**Task requirements**
What you output must be the exact lines from the first line of the data through the one holding "column 153, row 250", with no pictures.

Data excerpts
========================================================================

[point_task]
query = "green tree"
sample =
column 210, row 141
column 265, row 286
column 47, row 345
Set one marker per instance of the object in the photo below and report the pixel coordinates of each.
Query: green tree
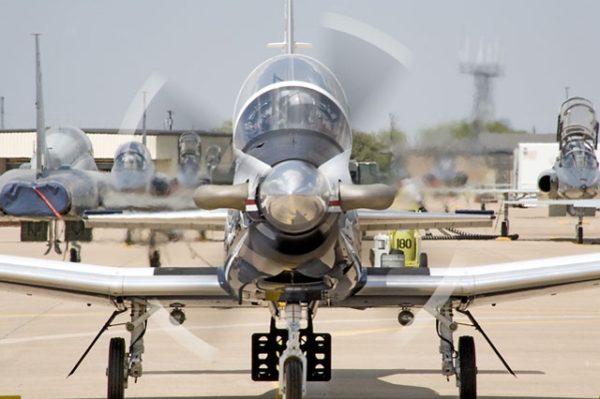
column 226, row 127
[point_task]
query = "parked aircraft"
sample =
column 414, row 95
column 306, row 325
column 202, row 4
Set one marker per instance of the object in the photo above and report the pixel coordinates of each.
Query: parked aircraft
column 60, row 182
column 445, row 174
column 293, row 240
column 573, row 183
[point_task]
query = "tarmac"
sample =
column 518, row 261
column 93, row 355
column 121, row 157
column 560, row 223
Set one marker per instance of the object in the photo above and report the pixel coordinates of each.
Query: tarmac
column 552, row 342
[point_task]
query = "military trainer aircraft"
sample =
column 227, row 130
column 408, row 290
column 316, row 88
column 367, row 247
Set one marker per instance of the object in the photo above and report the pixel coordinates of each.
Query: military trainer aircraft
column 573, row 183
column 60, row 182
column 293, row 238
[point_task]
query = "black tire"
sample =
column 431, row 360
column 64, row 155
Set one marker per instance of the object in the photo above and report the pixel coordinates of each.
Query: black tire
column 468, row 368
column 423, row 260
column 579, row 234
column 504, row 228
column 74, row 255
column 155, row 259
column 293, row 379
column 116, row 369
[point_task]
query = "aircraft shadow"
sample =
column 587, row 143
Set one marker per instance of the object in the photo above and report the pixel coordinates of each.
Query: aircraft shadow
column 352, row 384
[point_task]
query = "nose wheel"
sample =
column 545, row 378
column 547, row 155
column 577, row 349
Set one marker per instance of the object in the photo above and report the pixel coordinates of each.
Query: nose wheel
column 116, row 372
column 467, row 373
column 293, row 379
column 579, row 233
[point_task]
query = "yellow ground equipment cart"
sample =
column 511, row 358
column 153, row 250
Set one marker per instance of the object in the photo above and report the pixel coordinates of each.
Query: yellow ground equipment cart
column 398, row 248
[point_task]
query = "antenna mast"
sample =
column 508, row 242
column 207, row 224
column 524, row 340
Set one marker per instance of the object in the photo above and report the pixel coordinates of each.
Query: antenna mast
column 40, row 153
column 144, row 118
column 2, row 112
column 484, row 68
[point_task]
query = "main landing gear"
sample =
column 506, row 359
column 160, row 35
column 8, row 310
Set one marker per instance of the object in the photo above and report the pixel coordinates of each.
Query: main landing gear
column 122, row 364
column 293, row 355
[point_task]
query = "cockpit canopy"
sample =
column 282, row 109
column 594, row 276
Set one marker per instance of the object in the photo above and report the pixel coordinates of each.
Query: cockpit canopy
column 291, row 91
column 132, row 156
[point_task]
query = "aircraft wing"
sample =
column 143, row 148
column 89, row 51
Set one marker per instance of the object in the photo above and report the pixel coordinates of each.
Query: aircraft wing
column 194, row 220
column 105, row 283
column 383, row 286
column 398, row 220
column 478, row 284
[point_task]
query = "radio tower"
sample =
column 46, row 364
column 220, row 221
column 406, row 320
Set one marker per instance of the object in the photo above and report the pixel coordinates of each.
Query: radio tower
column 484, row 67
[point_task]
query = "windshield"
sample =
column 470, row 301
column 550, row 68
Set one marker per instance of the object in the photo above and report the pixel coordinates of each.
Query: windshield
column 290, row 107
column 132, row 156
column 578, row 154
column 289, row 67
column 579, row 113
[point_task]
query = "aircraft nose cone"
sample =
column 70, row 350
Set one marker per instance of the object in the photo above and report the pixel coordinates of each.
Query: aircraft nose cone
column 35, row 199
column 294, row 196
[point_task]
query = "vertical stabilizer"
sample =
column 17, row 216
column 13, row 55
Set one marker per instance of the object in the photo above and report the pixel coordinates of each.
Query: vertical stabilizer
column 289, row 44
column 41, row 149
column 288, row 39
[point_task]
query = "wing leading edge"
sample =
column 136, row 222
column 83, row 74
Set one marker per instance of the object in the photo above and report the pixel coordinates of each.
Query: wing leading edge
column 392, row 220
column 383, row 287
column 110, row 283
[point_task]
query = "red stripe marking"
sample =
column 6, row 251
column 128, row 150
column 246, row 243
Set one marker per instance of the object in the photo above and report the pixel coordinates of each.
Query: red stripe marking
column 50, row 206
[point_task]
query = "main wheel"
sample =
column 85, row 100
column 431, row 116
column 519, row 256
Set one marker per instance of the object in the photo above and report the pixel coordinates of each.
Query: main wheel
column 423, row 260
column 504, row 228
column 468, row 368
column 116, row 369
column 293, row 379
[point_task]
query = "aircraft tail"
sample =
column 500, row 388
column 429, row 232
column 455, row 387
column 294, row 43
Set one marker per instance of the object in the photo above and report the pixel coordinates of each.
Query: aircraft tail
column 289, row 44
column 41, row 150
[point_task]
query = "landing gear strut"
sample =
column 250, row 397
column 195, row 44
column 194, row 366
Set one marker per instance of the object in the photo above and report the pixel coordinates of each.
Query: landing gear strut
column 122, row 364
column 460, row 363
column 75, row 253
column 504, row 226
column 153, row 252
column 579, row 230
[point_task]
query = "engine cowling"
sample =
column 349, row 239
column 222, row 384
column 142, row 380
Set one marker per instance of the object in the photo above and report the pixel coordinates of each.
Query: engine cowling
column 548, row 182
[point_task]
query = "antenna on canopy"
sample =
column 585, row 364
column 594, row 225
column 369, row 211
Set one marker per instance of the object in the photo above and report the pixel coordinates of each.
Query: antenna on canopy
column 41, row 153
column 289, row 44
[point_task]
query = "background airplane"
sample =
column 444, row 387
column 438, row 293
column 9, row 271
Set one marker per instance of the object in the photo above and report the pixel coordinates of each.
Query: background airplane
column 574, row 180
column 59, row 183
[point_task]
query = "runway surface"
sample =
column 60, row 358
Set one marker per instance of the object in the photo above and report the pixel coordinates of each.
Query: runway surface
column 552, row 342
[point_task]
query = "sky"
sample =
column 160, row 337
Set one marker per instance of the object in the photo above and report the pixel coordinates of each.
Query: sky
column 97, row 54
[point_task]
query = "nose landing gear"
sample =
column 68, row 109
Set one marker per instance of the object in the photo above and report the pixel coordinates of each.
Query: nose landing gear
column 293, row 355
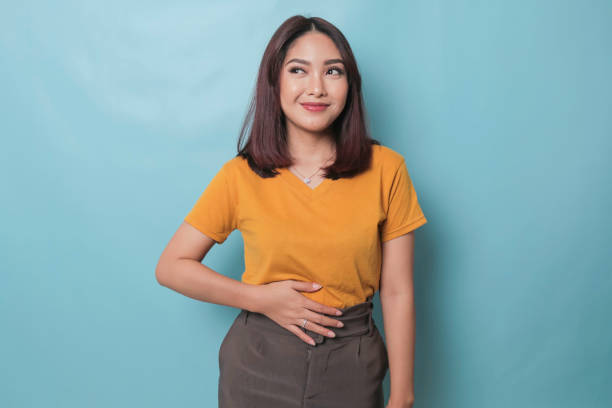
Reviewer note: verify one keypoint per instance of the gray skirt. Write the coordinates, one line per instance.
(263, 365)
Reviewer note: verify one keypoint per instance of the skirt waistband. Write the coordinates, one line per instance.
(357, 321)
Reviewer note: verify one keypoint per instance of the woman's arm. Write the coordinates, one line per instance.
(180, 269)
(397, 300)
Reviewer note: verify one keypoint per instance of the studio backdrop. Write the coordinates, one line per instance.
(116, 115)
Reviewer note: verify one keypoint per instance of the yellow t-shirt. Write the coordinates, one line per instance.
(331, 234)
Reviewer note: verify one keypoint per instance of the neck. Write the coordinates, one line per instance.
(308, 147)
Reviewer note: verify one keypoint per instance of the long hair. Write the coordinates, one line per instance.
(266, 148)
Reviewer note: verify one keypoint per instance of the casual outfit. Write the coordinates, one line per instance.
(331, 235)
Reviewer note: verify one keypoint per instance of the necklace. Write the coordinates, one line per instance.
(308, 179)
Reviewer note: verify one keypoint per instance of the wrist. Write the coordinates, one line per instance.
(403, 402)
(250, 300)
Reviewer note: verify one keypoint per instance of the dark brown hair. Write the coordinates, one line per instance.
(266, 147)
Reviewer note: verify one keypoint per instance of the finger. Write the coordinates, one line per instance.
(312, 326)
(320, 308)
(322, 320)
(300, 333)
(305, 286)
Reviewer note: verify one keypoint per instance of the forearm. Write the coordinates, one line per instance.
(399, 320)
(197, 281)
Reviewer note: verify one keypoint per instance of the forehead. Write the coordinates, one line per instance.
(313, 46)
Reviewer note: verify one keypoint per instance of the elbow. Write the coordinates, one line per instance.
(161, 273)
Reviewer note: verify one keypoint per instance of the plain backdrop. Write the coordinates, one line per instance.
(116, 115)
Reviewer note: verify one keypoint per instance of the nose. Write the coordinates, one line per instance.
(315, 85)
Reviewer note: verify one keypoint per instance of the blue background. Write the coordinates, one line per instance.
(115, 116)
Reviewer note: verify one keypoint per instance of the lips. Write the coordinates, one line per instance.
(314, 107)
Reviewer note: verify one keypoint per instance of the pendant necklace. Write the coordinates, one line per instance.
(307, 180)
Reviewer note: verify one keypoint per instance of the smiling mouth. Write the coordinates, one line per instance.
(313, 107)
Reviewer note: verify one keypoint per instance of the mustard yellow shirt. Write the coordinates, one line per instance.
(331, 234)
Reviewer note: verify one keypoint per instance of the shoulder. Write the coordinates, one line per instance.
(234, 166)
(386, 158)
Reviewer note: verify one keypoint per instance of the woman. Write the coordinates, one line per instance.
(317, 202)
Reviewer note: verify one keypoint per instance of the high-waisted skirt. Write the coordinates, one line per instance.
(263, 365)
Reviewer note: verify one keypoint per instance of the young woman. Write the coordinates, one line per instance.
(318, 202)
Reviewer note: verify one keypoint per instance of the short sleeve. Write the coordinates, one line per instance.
(214, 213)
(403, 212)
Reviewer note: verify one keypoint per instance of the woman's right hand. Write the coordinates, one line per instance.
(282, 302)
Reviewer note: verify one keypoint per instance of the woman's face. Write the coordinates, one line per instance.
(312, 72)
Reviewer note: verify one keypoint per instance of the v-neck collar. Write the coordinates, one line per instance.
(299, 185)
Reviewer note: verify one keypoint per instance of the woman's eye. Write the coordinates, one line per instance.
(339, 71)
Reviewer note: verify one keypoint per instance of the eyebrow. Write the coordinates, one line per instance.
(326, 62)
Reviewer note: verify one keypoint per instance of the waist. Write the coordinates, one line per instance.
(357, 320)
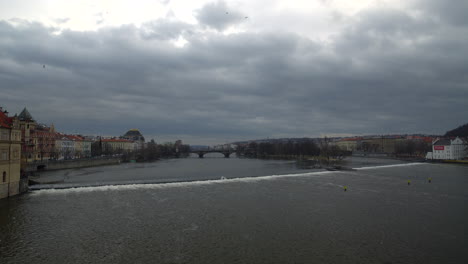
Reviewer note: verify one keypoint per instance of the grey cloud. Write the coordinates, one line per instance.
(387, 71)
(218, 15)
(61, 20)
(453, 12)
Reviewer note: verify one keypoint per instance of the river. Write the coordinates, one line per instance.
(261, 211)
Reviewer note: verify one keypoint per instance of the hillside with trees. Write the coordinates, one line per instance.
(461, 131)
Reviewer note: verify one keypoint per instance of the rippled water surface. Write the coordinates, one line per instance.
(302, 217)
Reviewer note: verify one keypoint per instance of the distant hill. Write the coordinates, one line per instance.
(461, 131)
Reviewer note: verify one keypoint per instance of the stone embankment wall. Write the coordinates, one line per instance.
(69, 164)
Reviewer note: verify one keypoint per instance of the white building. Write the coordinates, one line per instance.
(446, 149)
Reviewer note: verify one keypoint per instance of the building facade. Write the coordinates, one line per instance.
(447, 149)
(116, 145)
(28, 138)
(45, 137)
(135, 136)
(10, 155)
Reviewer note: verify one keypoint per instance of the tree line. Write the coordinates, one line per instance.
(306, 148)
(150, 151)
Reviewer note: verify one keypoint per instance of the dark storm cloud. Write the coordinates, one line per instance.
(387, 71)
(218, 15)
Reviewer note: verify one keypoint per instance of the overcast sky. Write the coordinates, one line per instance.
(212, 72)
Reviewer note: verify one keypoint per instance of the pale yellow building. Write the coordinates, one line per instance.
(117, 145)
(10, 155)
(347, 144)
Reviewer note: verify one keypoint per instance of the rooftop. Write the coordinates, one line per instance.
(25, 115)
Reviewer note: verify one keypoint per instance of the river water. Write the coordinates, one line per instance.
(263, 212)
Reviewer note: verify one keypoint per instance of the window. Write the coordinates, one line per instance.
(4, 155)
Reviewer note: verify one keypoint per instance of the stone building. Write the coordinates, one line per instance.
(117, 145)
(10, 154)
(135, 136)
(28, 139)
(448, 149)
(45, 138)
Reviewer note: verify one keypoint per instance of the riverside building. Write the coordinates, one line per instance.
(447, 149)
(10, 154)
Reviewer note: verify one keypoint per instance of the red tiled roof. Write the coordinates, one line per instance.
(5, 121)
(116, 140)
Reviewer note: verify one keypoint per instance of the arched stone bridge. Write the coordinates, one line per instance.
(201, 153)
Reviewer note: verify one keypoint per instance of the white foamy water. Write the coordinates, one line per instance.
(222, 180)
(390, 166)
(174, 184)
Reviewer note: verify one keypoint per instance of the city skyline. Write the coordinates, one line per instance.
(222, 71)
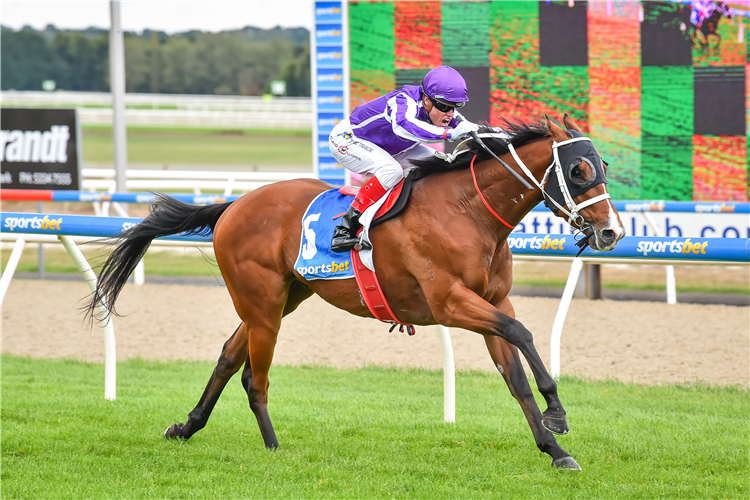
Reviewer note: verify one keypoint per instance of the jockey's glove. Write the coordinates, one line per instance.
(463, 128)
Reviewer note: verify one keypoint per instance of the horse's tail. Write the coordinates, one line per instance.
(167, 216)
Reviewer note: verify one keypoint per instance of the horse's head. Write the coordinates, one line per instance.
(576, 187)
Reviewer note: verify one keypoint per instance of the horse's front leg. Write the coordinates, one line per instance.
(505, 357)
(465, 309)
(232, 356)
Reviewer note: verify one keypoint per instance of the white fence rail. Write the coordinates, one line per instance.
(159, 110)
(228, 182)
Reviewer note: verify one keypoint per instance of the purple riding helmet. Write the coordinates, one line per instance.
(445, 85)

========================================================================

**Response to this exercise**
[point_task]
query = "green tree"
sample =
column 210, row 141
column 265, row 286
column 47, row 345
Set one marker per instance of the object in the photo below and report the pixel coordinates of each.
Query: green tree
column 226, row 127
[point_task]
query = "parked aircraft"
sample =
column 414, row 95
column 306, row 325
column 202, row 4
Set one marker per instance of the object in the photo above and report the pixel coordinates of each.
Query: parked aircraft
column 60, row 182
column 445, row 174
column 293, row 240
column 573, row 183
[point_task]
query = "tarmac"
sample =
column 518, row 261
column 93, row 355
column 121, row 157
column 560, row 223
Set one marker per instance of the object in the photo above and report the pixel coordinates of each.
Query: tarmac
column 552, row 342
[point_task]
query = "military trainer aircraft"
sample =
column 227, row 130
column 408, row 290
column 316, row 88
column 367, row 247
Set one marker per instance of the object in the photo above and report the pixel coordinates of each.
Query: military trainer aircraft
column 573, row 183
column 60, row 182
column 293, row 238
[point_task]
query = "black tire"
sample =
column 431, row 360
column 64, row 155
Set one marker per instance of the object in the photo above and report the pixel coordinates of each.
Query: black tire
column 468, row 368
column 423, row 260
column 579, row 234
column 504, row 228
column 74, row 255
column 155, row 259
column 293, row 379
column 116, row 369
[point_task]
query = "aircraft shadow"
sample =
column 587, row 143
Set one marker per instance of the object in the photo above and report the pixel coordinates of each.
Query: aircraft shadow
column 352, row 384
[point_task]
query = "nose wheel"
sample =
column 545, row 378
column 547, row 155
column 577, row 349
Set one marker per instance of the object in the photo above and report the pixel coordinates of each.
Query: nose wheel
column 116, row 372
column 467, row 373
column 293, row 379
column 579, row 233
[point_task]
query = "yellow ground equipment cart"
sample =
column 511, row 358
column 153, row 250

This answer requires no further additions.